Dataset rows:
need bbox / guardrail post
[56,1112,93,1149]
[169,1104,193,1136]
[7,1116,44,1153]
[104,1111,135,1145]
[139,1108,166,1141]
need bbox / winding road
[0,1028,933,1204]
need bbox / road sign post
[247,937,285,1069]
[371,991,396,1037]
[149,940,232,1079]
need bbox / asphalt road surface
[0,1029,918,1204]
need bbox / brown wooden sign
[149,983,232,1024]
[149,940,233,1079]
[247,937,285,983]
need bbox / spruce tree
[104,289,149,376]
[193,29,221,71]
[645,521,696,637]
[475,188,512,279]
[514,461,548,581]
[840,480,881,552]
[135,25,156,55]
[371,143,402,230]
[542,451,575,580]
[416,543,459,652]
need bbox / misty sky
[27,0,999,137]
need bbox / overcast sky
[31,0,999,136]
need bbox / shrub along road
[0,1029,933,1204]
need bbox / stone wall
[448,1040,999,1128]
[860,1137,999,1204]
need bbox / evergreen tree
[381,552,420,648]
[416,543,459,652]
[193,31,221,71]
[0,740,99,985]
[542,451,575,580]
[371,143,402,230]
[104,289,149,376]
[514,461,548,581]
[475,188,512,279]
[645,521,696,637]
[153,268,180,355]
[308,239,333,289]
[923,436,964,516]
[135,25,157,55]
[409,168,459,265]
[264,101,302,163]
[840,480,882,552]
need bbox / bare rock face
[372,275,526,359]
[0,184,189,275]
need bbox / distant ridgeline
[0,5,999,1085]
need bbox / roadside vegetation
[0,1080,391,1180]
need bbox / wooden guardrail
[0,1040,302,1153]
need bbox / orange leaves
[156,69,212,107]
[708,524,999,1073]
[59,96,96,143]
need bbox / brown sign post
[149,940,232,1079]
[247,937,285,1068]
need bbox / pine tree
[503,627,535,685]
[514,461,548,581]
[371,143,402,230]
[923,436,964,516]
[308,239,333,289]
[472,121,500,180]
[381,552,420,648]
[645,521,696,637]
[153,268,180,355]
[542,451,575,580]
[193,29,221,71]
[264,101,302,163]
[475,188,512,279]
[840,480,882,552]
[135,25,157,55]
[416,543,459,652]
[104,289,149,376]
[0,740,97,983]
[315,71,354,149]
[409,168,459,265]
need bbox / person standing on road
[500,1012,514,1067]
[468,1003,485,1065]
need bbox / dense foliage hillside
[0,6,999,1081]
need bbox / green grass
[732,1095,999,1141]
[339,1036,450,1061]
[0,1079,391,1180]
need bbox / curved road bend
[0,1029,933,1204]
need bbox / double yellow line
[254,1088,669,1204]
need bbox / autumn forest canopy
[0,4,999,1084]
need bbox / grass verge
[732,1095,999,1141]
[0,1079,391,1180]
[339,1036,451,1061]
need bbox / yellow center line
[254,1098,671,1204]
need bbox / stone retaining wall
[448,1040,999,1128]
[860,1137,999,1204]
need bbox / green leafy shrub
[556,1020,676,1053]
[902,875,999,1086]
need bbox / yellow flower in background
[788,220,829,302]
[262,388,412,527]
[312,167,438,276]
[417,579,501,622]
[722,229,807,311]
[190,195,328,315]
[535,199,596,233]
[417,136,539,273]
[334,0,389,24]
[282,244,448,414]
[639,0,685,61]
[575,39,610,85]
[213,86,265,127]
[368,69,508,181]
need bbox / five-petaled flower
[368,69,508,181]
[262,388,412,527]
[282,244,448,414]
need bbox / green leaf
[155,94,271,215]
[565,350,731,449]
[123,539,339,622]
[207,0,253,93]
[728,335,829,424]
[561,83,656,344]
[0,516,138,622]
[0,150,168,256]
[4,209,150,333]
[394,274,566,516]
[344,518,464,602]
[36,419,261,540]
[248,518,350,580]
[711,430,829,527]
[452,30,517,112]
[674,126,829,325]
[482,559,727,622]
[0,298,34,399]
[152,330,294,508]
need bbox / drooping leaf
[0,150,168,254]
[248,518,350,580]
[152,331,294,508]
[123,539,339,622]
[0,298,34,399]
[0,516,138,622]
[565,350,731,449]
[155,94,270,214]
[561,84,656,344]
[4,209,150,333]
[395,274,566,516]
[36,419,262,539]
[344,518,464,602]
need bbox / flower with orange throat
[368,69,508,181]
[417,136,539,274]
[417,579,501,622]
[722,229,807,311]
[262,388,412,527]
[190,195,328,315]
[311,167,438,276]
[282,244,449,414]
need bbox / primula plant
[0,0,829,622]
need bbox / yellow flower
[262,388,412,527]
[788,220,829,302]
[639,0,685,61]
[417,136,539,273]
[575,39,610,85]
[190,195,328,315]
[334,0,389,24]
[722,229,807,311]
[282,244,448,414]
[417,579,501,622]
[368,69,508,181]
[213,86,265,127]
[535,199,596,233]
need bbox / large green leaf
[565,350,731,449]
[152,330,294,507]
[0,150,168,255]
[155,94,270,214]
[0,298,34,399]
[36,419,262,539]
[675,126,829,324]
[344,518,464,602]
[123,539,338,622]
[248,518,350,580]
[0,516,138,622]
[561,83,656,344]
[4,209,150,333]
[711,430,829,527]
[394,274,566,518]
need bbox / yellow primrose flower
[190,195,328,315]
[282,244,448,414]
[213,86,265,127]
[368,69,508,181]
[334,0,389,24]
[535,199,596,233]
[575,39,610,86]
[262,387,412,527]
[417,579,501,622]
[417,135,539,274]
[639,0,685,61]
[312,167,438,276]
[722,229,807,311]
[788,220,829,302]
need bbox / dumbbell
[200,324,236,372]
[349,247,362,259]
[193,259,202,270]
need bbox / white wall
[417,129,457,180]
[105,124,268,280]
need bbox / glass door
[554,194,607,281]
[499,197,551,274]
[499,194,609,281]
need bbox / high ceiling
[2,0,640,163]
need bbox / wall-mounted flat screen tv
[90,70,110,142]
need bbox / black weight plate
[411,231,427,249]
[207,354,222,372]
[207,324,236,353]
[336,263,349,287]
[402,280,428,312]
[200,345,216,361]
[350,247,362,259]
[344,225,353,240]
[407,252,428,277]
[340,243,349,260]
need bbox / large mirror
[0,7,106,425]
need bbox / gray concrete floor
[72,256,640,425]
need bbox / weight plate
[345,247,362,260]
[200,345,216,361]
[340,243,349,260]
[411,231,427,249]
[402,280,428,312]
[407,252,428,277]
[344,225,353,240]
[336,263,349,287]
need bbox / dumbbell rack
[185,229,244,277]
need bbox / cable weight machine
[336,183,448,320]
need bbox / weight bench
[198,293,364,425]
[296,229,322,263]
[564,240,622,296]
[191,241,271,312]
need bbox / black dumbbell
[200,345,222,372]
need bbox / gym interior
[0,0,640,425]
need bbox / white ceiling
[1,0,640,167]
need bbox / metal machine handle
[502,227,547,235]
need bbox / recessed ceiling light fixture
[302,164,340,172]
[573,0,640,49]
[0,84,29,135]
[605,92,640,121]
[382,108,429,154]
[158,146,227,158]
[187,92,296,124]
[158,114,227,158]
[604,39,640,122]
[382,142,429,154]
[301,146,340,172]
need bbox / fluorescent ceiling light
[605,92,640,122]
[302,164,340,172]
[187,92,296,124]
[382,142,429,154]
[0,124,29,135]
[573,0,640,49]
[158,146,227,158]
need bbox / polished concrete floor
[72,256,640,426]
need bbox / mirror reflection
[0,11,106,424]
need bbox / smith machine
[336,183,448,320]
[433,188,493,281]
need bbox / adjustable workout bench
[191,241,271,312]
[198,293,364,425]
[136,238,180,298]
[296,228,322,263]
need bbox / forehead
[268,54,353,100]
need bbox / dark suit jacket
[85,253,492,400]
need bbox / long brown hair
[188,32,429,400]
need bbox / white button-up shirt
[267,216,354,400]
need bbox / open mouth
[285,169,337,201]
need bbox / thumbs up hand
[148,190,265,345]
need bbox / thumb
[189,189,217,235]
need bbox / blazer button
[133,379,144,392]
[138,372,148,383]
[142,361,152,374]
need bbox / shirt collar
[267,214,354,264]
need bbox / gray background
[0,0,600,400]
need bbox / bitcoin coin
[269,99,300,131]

Written problem: Report every line of the data above that contains the word "weight".

Result of this exercise:
need bbox / black weight plate
need bbox / weight plate
need bbox / cable weight machine
need bbox / weight bench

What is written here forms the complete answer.